Saved entries
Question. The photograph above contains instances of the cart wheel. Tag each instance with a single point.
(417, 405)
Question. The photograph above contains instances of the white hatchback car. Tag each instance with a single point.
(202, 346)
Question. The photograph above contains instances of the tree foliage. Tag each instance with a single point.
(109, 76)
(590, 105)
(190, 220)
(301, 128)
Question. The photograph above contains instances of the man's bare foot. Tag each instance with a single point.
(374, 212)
--
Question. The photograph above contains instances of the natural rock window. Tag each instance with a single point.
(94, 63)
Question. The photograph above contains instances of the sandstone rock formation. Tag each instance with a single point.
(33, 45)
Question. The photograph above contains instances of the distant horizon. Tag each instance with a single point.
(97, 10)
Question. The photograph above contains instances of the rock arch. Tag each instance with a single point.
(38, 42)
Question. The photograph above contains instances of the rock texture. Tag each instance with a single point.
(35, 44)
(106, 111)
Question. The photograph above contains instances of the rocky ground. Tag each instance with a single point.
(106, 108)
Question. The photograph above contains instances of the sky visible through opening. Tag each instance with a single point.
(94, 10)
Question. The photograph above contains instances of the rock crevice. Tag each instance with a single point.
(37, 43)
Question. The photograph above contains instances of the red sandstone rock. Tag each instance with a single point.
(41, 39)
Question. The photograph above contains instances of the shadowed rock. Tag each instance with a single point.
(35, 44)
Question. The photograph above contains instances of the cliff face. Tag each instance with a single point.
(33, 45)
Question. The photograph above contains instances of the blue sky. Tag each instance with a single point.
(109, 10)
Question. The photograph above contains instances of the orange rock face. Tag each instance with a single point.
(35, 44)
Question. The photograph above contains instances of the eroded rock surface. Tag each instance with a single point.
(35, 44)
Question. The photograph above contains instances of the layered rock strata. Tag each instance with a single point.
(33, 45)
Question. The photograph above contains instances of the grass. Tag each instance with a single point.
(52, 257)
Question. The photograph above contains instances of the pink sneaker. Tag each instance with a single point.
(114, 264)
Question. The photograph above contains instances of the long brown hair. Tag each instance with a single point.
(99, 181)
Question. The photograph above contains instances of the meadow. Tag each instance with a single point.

◆ The problem
Above are records; repeat only the lines starting at the line with "Question. The photograph above contains instances of the grass." and ending at the line with "Question. The photograph above contains instances of the meadow.", exactly as they appear, both included.

◆ Answer to this problem
Question. The photograph above contains instances of the grass. Tag each instance with a single point.
(52, 257)
Question. The photograph above contains instances of the pink sneaker. Tag each instance with a single point.
(114, 264)
Question. The photograph above contains instances of the long brown hair. Tag each instance with a single point.
(99, 181)
Question. The photograph above contains instances of the meadow. Tag each instance with a single point.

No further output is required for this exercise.